To do:
(a) In the interview, whom was Eric Adams with in Washington Heights?
(b) In his last answer in the interview, which matters does Eric Adams name as challenges facing the city? List them all.

Top of Source extract

Eric Adams: He's right. I was up in Washington Heights with Congressman Espaillat, and Councilman Rodriguez, and other leaders where a young person died on a dirt bike. Yes, over the weekend, a young child was struck by a dirt bike, and I believe he's in critical position. It's unacceptable. It just feeds into a larger problem that our city is eroding, it is really has become a place where lawlessness is the norm and that is just unacceptable. We've lost our ability to understand what it is to be a good neighbor. It doesn't mean being heavy-handed. It's just having acceptable codes of conduct of how you live in a diverse city like this.
We need to stop the illegal use of ATVs, dirt bikes, and all the other forms of two-wheelers that are moving around our city in a very dangerous environment. Up and down the sidewalk, racing in the street, this is just unacceptable. I don't believe the hands-off approach is the right way to do it. Number one, we should stop the sale of these bikes if you don't have the insurance, and registration at your time of pickup. This is a partnership we should do with the state because many of these bikes don't have insurance, they are illegal. If you have a requirement, at the time of purchase, you're going to have a substantial impact.
Then we need to corral them. We need to have a special unit go after those bikes that are road now confiscate those bikes until people can come back with the proper insurance and make sure that they don't use them on the street because they're illegal right now to use on the street. Lastly, let's open up facilities like Floyd Bennett fields where people can actually use the bikes in a legal way, which they were supposed to be used instead of in an illegal way in our streets.
Brian Lehrer: Enabling a place for them. I know you got to go in two minutes. Just real quick on the transition. I know you want Mayor de Blasio to start one early, both for you and Curtis Sliwa just in case. Because you say these are complicated times and it will take more than the usual time between the November election and New Year's Day with the pandemic and crime and other things. The mayor says officially it would be wrong. Is something going on behind the scenes? Are you are your people having any meetings that you could call the informal start of the transition process?
Eric Adams: Well, we don't want to get ahead of ourselves, but we do want to be prepared. I'm a Boy Scout, I was an X Cub Scout and you know what, we're told always be prepared. This is an opportunity for us to use the next few months to really engage in a conversation of what we're facing as a city, not only COVID, where we're seeing increase of crime, education, how we want to return. There's something else that's hidden below the surface, Brian, cybersecurity, we must get cybersecurity under control.

Bottom of Source extract
Top of Supplied information

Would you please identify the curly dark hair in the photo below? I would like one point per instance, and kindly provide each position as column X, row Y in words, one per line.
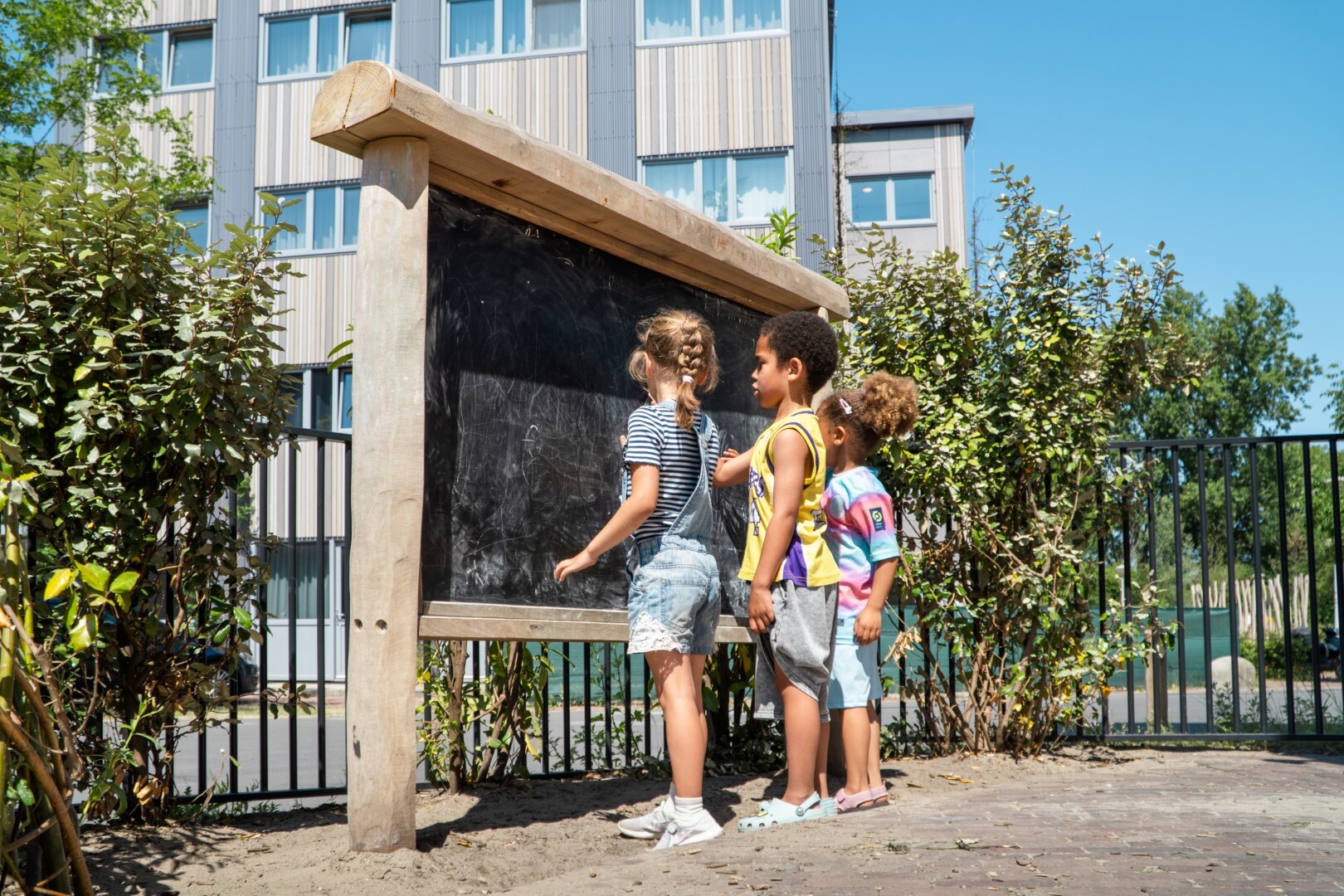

Bottom of Supplied information

Written responses:
(a) Congressman Espaillat and Councilman Rodriguez, along with other leaders.

(b)
- COVID
- The increase in crime
- Education
- Cybersecurity